# Page extract
========================================
Whether that particular repo was ever really "usable" with fossil is a matter of debate ;).
(For those who don't know: the netbsd repository is the single-largest known use of fossil.)
Is it possible to open a new check-out in reasonable time? Is it fast to detect changed files? Is browsing the repository through the web UI still a pleasant experience?
Fossil's manifest format, which lists all files in each checkin, doesn't scale well to repos of that size, causing some pain in all of the cases you mention. The "delta manifest" format was, IIRC, added because of that repository, but that format still requires (for many (most?) purposes) loading both the small delta manifest and its full-length parent manifest, so the delta manifest offers a storage savings but does not improve runtimes for many cases (e.g. browsing /dir).
(8) By Vadim Goncharov (nuclight) on 2024-04-28 00:00:51 in reply to 3 [link] [source]
Fossil's manifest format, which lists all files in each checkin, doesn't scale well to repos of that size, causing some pain in all of the cases you mention. The "delta manifest" format was, IIRC, added because of that repository, but that format still requires (for many (most?) purposes) loading both the small delta manifest and its full-length parent manifest, so the delta manifest offers a storage savings but does not improve runtimes for many cases (e.g. browsing /dir).
========================================
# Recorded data
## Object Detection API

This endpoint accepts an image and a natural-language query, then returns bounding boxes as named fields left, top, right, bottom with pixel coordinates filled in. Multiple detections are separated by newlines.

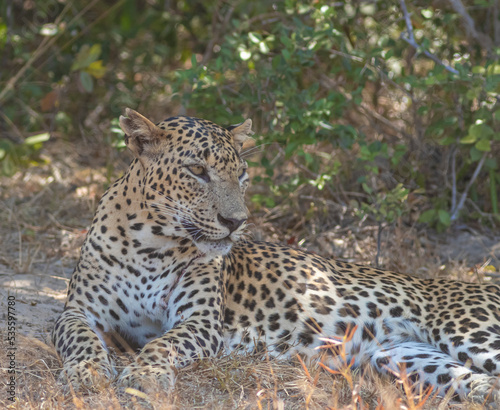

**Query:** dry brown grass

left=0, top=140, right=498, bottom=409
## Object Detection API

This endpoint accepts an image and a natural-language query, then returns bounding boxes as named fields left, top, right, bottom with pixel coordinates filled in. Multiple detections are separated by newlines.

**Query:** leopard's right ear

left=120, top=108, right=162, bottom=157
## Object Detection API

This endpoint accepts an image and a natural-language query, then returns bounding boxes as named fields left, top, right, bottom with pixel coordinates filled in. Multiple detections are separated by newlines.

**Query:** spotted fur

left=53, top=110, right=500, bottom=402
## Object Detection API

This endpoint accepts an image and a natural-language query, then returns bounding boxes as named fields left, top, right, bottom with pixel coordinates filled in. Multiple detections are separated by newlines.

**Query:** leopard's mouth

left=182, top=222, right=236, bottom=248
========================================
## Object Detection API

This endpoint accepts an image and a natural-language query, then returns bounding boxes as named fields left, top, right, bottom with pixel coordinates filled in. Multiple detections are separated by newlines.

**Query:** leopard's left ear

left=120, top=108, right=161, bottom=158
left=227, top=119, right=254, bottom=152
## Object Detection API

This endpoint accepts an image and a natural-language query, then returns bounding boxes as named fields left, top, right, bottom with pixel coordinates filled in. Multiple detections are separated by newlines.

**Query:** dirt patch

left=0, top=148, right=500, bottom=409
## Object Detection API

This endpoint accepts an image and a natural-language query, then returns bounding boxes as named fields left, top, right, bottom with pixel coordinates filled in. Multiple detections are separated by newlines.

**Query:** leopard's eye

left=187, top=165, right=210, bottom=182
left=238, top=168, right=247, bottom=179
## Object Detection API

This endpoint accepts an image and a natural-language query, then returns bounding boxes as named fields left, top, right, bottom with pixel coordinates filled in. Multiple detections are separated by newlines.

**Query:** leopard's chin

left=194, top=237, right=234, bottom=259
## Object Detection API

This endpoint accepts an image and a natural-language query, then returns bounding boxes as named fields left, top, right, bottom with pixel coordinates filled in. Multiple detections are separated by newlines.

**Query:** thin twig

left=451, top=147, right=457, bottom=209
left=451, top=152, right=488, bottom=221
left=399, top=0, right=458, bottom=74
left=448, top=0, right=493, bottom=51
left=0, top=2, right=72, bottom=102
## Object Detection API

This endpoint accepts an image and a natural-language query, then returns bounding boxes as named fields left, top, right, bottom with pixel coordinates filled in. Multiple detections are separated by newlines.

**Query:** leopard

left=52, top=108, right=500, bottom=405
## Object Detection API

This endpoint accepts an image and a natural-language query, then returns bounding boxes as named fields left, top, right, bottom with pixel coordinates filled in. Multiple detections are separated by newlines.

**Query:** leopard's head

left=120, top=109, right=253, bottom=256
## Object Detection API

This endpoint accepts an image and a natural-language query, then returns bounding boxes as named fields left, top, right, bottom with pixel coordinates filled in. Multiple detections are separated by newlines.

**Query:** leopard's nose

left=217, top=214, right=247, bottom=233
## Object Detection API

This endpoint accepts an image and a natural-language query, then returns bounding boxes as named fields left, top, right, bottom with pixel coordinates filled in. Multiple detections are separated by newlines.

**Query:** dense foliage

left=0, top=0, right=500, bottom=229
========================================
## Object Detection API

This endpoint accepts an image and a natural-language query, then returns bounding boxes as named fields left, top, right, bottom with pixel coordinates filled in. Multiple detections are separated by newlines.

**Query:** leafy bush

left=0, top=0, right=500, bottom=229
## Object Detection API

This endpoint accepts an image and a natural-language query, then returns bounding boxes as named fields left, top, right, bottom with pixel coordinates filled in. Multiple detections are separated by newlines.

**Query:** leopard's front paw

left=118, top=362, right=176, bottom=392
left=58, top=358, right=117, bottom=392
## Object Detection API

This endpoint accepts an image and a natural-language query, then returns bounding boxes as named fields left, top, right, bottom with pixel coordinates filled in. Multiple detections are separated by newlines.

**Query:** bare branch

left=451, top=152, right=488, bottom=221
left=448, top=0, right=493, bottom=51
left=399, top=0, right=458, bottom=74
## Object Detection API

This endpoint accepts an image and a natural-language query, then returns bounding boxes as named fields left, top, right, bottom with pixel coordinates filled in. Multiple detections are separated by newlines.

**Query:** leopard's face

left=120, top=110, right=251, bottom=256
========================================
# Task brief
According to the forum excerpt, which repository is the single-largest known use of fossil?

# Complete answer
The netbsd repository.